+++ WORKING DATA +++

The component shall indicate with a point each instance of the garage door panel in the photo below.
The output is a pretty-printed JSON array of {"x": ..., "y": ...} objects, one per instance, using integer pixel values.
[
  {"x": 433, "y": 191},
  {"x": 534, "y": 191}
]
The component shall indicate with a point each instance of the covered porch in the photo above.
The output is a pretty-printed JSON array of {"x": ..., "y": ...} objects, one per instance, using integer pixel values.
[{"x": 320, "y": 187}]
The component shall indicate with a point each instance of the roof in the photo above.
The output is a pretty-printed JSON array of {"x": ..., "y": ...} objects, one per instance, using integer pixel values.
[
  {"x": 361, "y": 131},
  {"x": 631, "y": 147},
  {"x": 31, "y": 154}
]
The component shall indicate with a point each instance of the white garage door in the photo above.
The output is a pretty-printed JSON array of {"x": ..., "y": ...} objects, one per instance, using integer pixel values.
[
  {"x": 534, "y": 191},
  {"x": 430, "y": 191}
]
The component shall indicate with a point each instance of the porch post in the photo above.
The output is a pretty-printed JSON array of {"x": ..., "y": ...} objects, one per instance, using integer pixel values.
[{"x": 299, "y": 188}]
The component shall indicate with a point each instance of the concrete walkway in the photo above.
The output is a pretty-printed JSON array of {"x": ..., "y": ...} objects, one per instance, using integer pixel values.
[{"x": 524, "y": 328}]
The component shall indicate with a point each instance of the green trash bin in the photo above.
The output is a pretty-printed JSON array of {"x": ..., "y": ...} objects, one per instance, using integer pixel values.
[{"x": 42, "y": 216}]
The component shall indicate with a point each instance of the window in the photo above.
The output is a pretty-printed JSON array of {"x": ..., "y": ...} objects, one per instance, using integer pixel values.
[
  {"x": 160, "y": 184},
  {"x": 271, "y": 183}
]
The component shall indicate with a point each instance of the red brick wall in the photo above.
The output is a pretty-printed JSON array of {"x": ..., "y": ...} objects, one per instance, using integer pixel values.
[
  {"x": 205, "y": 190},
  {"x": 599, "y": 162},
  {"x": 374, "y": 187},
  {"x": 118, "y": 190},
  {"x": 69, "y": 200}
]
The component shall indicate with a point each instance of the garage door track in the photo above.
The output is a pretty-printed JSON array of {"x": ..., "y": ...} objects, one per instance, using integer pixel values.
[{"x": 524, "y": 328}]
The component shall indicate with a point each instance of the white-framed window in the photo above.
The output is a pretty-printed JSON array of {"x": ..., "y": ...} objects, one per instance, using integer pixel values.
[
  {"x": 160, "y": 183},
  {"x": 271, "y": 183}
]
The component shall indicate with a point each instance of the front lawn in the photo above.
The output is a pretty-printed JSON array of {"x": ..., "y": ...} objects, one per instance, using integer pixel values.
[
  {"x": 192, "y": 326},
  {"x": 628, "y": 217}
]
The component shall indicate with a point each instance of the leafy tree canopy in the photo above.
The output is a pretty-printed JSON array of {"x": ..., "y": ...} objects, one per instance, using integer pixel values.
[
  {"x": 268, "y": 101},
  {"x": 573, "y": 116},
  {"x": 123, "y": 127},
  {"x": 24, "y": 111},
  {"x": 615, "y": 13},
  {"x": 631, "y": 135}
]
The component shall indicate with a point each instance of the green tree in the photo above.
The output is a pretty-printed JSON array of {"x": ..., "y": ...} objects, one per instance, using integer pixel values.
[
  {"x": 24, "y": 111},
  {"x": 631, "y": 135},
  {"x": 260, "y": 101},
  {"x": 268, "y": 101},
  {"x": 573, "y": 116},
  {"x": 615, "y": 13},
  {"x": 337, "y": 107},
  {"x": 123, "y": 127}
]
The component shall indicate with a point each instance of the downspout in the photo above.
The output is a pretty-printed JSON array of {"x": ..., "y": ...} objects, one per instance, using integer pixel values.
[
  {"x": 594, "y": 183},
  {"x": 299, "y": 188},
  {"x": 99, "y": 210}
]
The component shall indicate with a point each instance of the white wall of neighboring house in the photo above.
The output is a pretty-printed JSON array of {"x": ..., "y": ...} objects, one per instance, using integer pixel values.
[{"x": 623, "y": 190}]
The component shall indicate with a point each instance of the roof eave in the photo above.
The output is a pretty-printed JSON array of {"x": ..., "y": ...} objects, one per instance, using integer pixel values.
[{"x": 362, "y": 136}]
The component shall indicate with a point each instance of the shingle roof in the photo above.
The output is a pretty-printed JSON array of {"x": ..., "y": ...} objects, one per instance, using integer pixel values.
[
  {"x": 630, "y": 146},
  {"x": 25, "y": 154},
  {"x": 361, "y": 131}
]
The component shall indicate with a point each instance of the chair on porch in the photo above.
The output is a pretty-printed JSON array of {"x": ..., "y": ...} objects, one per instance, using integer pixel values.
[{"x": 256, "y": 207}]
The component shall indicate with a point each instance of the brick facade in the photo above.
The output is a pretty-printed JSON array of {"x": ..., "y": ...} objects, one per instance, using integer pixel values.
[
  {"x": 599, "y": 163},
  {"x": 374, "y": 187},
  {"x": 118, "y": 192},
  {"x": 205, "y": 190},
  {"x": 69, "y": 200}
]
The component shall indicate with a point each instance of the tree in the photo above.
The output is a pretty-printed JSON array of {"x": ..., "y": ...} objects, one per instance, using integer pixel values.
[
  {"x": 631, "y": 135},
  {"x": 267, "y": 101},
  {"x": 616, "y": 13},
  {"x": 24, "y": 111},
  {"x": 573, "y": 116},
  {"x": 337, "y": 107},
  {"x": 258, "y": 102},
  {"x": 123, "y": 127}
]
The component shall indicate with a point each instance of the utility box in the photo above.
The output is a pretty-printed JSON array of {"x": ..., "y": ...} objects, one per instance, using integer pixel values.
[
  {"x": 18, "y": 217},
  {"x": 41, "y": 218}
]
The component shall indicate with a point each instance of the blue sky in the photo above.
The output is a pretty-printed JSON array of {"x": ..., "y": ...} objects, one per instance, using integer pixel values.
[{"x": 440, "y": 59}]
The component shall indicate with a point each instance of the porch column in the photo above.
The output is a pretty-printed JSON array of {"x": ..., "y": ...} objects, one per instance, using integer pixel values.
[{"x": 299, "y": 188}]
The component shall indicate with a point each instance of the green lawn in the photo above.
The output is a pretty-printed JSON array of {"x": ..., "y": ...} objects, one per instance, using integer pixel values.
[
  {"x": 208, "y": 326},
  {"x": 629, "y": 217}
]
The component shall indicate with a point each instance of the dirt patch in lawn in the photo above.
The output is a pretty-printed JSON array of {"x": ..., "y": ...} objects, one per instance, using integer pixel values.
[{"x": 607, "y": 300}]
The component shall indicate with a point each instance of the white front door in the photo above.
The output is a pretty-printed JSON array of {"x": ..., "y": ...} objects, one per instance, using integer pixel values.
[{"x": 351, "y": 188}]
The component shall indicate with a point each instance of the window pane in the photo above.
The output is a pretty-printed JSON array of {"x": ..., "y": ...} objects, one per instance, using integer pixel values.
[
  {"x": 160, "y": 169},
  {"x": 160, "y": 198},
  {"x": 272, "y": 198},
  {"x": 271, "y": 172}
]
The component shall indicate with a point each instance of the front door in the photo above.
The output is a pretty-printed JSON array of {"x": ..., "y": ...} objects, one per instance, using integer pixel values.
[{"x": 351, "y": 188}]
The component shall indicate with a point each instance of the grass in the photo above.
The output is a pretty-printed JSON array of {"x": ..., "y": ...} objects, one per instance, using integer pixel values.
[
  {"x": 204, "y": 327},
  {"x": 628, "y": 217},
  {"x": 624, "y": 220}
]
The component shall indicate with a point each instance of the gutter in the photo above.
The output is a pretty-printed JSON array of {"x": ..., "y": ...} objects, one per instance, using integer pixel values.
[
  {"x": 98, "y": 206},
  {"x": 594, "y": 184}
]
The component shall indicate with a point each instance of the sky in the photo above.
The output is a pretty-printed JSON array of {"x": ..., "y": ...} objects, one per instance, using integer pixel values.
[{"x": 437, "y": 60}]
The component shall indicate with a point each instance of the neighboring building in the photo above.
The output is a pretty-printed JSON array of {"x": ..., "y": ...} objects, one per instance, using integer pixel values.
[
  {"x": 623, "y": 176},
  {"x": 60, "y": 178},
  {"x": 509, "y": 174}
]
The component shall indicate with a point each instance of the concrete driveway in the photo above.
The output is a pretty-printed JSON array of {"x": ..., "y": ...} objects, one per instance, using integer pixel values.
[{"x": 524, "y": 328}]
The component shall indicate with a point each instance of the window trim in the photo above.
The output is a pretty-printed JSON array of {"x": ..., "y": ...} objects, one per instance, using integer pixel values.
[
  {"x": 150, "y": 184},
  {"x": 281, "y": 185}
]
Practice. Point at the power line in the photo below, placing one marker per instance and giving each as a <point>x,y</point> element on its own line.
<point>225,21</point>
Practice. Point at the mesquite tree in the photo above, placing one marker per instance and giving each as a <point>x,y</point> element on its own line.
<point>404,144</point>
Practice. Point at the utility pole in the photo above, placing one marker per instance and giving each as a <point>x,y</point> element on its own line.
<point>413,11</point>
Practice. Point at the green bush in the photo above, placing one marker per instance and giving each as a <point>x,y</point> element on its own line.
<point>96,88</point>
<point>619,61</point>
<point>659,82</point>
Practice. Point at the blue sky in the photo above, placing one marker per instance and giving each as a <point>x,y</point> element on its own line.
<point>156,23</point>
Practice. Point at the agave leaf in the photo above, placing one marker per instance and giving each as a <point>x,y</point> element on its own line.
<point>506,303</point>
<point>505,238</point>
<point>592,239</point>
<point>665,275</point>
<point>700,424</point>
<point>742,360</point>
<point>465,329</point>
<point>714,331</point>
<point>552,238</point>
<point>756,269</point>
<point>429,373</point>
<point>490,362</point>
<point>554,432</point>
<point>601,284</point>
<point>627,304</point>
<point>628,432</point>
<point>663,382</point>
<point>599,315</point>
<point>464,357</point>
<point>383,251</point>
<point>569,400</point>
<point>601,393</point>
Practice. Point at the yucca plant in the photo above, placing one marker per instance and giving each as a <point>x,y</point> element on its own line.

+++

• PROBLEM DETAILS
Look above for the line containing "Practice. Point at the agave"; copy from it through the last line, exactly, and nothing more.

• PROBLEM SOLUTION
Practice. Point at the agave leaf in the photo above, placing one marker per instance and giving each as a <point>x,y</point> element on its own line.
<point>506,303</point>
<point>505,238</point>
<point>592,239</point>
<point>665,275</point>
<point>700,424</point>
<point>742,360</point>
<point>465,329</point>
<point>714,331</point>
<point>552,238</point>
<point>756,269</point>
<point>429,373</point>
<point>490,362</point>
<point>554,432</point>
<point>601,284</point>
<point>627,304</point>
<point>628,432</point>
<point>663,382</point>
<point>599,315</point>
<point>464,357</point>
<point>383,251</point>
<point>569,400</point>
<point>601,393</point>
Practice. Point at the yucca plant in the photo above, placing one marker per instance and giving each as a <point>x,y</point> element on its own line.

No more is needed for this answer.